TO-DO LIST -
1. List every month of 2012 in which, according to the article about Namie after the Fukushima disaster, Watanabe was allowed to return to his hometown.
2. In the article about Namie after the Fukushima disaster, write out the passage from "Your hometown isn't" up to and including "was once there.".
3. Render the sentence "It was like a movie set with no actors or staff." from the article about Namie after the Fukushima disaster in Spanish.

PASSAGE GIVEN -
◇ ◇ ◇ ◇ ◇ ◇ ◇

Photos Show Japanese Town's Slow, Creeping Decline Months After Fukushima

On March 11, 2011 a major tsunami sweeped into the northeast shores of Japan causing the Fukushima Daiichi Nuclear Power Plant's cooling systems to break down, resulting in the worst nuclear meltdown since Chernobyl.

Japanese photographer Toshiya Watanabe's family lived eight kilometers from the plant in a town called Namie. The day after the disaster struck, the Japanese government asked residents in the area to leave their homes and Namie, along with Watanabe's home, became a no-entry zone.

On June 12, 2011, Watanabe was allowed to revisit his now-deserted hometown. He photographed for two out of the three hours he was there. He was then allowed to return several times in April, June and September 2012. Each time, Watanabe documented the slow progression of the tsunami's aftermath in photographs.

We reached out to Watanabe through email to learn more of the story behind his photos and for an update on the state of his hometown, Namie.

When you saw the initial devastation in Fukushima, did you have any expectation of what the recovery would look like 10 months later?

I first went back to my parent's place where I grew up, eight kilometers (approximately five miles) from the Daiichi nuclear plant, right after the 20 kilometer (approximately 12.5 miles) exclusion zone was enforced. So I went there thinking that it could be the very last time I ever get to go home. At the time, I couldn't even begin to imagine what the town would be like a year, 10 years on.

Your hometown isn't far from the disaster zone, and you were inititally unable to go back for three months to retrieve any belongings. How emotional was it to see your hometown so devastated, after all that time?

The first series, Three Months Later, was taken exactly three months after March 11, 2011. I went to visit my cousins in Soma city and from there I entered Namie. The series was a record of what I saw near my home. The weather was really good on that day — the kind of day you'd like to have a picnic on — but in front of me were broken houses. It was like a movie set with no actors or staff. I could hear nothing but birds, there was a dark sense of fear I had never felt before. I just wasn't able to accept what I was seeing; it was all making me feel a little dizzy. I wanted to show the Namie I knew, I wanted people to see the calmness that was once there.

What was the most memorable moment while capturing the images for the series?

There was nothing but the sound birds were making. When you closed your eyes, you felt as if you were in the woods, but then you opened them and everything was just so unreal. I had seen nothing like it before and what I saw really stuck with me.

◇ ◇ ◇ ◇ ◇ ◇ ◇

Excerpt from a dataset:
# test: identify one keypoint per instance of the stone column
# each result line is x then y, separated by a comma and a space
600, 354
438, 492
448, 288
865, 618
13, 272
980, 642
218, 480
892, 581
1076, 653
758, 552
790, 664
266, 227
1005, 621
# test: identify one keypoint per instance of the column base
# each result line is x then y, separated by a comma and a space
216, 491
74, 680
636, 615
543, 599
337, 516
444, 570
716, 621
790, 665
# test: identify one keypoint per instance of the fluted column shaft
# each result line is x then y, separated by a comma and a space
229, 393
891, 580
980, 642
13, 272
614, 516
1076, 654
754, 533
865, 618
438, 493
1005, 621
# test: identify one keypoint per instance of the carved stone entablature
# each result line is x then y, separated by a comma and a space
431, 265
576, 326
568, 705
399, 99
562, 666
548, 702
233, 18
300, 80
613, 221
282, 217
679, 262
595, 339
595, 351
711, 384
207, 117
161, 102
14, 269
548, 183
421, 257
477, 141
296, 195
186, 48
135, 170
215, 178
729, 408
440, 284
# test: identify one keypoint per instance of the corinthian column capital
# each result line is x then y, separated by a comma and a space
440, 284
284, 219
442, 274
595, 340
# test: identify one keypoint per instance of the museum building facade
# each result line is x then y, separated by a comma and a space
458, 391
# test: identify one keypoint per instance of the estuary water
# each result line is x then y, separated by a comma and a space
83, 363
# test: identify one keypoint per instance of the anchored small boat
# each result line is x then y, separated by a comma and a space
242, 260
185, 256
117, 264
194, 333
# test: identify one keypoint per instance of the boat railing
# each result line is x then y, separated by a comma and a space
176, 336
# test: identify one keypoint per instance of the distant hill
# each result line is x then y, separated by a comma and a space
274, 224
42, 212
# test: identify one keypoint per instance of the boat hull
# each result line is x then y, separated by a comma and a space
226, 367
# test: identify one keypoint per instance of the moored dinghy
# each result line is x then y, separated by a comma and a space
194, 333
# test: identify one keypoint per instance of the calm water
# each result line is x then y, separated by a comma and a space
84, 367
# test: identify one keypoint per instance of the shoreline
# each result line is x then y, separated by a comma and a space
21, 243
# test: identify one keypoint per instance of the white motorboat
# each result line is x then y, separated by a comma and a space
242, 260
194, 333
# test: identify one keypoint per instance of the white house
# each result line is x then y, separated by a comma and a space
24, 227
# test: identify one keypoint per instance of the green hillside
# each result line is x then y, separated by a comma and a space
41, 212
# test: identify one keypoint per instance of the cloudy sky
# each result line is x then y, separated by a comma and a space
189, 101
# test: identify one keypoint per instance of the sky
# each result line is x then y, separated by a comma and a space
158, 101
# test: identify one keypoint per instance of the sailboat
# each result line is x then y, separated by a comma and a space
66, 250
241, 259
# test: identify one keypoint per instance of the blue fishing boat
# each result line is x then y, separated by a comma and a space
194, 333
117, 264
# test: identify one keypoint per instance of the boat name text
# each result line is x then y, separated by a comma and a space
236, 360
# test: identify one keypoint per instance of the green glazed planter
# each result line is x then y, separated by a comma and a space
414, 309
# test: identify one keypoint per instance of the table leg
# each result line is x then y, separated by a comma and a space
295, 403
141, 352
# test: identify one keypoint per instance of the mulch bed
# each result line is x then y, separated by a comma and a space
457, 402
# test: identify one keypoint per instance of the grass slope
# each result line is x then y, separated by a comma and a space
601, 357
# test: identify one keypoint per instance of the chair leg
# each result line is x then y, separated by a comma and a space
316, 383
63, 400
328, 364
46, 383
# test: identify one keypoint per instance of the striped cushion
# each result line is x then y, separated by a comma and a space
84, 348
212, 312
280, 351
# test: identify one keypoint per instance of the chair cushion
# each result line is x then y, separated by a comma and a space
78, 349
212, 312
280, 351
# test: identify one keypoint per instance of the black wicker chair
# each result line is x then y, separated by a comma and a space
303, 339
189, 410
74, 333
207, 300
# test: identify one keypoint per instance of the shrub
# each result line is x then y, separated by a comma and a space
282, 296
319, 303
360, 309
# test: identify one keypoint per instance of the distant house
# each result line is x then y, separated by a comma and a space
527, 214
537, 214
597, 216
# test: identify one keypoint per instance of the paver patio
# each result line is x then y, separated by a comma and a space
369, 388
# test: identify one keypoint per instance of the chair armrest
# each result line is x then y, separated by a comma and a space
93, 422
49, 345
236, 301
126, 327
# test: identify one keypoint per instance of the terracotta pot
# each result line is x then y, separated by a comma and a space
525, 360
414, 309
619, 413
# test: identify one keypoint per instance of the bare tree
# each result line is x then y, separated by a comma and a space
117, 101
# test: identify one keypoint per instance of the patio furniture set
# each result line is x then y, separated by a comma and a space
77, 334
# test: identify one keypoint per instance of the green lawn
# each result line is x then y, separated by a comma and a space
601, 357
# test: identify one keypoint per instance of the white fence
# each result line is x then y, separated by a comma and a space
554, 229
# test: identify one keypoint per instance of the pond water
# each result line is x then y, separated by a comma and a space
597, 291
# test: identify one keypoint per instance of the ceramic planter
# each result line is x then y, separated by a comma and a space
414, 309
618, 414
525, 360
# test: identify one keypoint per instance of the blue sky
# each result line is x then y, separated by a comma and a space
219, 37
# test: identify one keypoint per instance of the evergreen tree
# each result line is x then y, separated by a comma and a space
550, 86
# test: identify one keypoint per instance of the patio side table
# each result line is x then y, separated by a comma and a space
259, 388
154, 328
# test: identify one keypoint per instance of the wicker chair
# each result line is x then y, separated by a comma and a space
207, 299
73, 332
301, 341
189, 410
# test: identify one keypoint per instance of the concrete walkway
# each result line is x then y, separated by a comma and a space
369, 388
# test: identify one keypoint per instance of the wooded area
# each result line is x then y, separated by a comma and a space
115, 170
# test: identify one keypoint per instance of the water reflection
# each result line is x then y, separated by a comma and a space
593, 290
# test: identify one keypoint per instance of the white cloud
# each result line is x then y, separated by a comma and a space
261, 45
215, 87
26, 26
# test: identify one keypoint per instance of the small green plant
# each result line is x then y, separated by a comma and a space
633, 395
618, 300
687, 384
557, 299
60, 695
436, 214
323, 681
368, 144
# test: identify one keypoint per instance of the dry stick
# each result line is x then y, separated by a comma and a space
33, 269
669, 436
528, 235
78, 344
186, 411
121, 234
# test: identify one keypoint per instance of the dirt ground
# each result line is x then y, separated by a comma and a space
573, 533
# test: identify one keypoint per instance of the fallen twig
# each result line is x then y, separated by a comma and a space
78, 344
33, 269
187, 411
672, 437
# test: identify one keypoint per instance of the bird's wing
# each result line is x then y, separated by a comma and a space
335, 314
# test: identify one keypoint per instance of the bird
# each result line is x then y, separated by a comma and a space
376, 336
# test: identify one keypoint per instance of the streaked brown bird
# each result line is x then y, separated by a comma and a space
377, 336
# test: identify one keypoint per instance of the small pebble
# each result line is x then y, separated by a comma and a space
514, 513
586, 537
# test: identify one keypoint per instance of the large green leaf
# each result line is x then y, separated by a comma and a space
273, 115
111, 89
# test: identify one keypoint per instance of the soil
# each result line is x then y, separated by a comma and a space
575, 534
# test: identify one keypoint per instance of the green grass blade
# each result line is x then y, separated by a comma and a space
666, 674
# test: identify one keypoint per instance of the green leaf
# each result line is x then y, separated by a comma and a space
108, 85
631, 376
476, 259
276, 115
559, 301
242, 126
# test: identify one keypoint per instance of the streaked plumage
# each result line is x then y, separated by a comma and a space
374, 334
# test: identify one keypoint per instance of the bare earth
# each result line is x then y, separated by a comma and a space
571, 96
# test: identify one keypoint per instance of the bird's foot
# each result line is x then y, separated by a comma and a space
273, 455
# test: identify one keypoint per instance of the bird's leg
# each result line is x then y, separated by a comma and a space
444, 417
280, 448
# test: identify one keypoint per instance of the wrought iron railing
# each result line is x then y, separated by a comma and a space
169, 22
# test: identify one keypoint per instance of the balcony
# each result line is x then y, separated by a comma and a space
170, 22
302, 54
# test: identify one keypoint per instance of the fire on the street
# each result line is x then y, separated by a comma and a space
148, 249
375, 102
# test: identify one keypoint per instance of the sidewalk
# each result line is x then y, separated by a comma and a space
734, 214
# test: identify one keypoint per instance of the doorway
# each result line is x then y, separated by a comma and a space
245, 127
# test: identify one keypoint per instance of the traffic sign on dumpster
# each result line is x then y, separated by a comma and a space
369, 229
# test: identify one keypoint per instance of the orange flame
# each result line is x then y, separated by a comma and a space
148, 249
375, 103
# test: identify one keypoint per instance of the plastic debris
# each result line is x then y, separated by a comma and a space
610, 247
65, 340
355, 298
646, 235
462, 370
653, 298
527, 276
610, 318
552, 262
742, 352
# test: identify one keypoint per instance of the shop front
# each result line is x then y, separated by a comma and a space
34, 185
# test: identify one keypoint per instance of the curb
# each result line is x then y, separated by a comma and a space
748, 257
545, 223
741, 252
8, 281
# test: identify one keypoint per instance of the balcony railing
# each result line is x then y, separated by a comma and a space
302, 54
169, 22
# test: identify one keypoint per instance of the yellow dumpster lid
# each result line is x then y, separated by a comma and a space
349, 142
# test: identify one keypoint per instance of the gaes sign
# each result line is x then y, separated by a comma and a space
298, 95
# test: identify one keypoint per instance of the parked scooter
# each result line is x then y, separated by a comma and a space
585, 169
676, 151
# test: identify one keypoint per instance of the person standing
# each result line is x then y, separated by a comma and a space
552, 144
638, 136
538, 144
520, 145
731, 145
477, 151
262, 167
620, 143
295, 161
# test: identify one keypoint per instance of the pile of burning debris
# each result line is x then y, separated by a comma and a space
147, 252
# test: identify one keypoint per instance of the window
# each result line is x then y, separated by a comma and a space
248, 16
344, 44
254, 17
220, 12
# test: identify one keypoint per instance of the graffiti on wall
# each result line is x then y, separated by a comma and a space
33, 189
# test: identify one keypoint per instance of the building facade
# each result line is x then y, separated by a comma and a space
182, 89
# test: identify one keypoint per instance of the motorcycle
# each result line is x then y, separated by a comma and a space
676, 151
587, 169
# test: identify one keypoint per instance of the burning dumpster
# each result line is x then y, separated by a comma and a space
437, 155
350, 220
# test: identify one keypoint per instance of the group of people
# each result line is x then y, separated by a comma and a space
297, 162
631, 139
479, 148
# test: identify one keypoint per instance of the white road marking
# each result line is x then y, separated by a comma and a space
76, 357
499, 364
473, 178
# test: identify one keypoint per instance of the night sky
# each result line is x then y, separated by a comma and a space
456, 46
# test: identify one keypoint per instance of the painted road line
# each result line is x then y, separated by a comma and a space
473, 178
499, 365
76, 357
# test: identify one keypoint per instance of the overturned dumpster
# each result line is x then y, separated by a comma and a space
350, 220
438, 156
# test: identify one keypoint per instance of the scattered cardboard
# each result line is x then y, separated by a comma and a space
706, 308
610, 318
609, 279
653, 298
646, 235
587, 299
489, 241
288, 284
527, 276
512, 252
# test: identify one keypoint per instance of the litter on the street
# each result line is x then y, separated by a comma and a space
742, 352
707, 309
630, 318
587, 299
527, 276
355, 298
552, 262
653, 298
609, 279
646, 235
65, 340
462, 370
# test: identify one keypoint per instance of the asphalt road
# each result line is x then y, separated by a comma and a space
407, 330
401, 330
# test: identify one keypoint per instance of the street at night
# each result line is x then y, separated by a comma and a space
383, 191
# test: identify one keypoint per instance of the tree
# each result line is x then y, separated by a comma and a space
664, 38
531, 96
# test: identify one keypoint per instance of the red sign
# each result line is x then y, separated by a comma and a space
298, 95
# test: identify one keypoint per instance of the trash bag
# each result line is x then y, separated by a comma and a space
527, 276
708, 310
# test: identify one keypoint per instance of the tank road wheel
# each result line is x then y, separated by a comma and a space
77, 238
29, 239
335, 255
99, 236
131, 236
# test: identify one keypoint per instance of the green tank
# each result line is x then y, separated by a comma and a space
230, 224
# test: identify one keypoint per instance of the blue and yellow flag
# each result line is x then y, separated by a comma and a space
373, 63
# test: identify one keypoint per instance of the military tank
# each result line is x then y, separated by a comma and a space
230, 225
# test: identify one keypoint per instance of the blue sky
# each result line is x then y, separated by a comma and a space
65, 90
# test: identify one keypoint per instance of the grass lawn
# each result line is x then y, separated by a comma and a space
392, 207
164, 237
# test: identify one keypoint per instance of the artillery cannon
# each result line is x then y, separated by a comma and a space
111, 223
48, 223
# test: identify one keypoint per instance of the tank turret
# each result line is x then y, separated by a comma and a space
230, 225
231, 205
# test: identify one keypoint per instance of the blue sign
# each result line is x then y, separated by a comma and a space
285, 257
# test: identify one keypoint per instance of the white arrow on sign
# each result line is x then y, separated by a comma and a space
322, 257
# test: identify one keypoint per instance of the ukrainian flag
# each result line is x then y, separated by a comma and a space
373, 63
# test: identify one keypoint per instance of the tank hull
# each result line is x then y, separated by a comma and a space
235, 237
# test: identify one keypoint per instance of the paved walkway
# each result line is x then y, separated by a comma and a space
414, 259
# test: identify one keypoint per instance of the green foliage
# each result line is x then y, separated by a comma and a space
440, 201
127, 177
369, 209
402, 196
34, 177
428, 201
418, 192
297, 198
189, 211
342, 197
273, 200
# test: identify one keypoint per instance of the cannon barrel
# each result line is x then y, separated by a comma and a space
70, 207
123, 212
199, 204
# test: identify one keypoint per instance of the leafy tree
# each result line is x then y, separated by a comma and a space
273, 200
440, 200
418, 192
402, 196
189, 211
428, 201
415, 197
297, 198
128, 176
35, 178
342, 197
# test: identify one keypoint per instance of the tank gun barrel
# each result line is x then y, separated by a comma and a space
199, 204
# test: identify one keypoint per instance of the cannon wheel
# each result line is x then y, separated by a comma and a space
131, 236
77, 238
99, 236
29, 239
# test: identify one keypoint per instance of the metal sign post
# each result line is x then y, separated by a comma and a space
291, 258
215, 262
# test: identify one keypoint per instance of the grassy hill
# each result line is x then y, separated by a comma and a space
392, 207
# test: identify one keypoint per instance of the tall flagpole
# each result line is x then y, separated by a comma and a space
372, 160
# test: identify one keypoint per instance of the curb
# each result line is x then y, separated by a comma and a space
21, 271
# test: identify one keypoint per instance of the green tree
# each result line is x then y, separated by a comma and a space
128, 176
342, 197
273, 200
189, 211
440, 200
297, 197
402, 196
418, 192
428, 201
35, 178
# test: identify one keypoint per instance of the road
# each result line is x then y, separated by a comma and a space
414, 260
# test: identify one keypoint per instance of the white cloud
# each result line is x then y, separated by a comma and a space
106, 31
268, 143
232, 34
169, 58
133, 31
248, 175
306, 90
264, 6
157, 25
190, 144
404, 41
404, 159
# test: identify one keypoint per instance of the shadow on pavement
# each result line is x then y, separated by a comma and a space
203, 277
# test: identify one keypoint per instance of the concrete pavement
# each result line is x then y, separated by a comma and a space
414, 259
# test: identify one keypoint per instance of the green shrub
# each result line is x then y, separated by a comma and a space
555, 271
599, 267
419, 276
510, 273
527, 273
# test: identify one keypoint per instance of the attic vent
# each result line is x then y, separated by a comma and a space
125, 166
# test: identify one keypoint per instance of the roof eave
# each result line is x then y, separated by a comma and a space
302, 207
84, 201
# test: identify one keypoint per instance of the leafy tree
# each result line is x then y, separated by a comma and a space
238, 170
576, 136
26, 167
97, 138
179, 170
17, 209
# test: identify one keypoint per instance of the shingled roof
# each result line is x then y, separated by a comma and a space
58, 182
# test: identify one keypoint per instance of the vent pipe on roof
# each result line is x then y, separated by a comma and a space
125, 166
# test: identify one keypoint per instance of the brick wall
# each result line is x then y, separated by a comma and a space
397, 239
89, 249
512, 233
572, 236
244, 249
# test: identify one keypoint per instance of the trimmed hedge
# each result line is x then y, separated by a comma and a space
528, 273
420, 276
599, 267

◇ ◇ ◇ ◇ ◇ ◇ ◇

TASK ANSWERS -
1. April, June, September

2.
Your hometown isn't far from the disaster zone, and you were inititally unable to go back for three months to retrieve any belongings. How emotional was it to see your hometown so devastated, after all that time?

The first series, Three Months Later, was taken exactly three months after March 11, 2011. I went to visit my cousins in Soma city and from there I entered Namie. The series was a record of what I saw near my home. The weather was really good on that day — the kind of day you'd like to have a picnic on — but in front of me were broken houses. It was like a movie set with no actors or staff. I could hear nothing but birds, there was a dark sense of fear I had never felt before. I just wasn't able to accept what I was seeing; it was all making me feel a little dizzy. I wanted to show the Namie I knew, I wanted people to see the calmness that was once there.

3. Era como un set de filmación sin actores ni personal.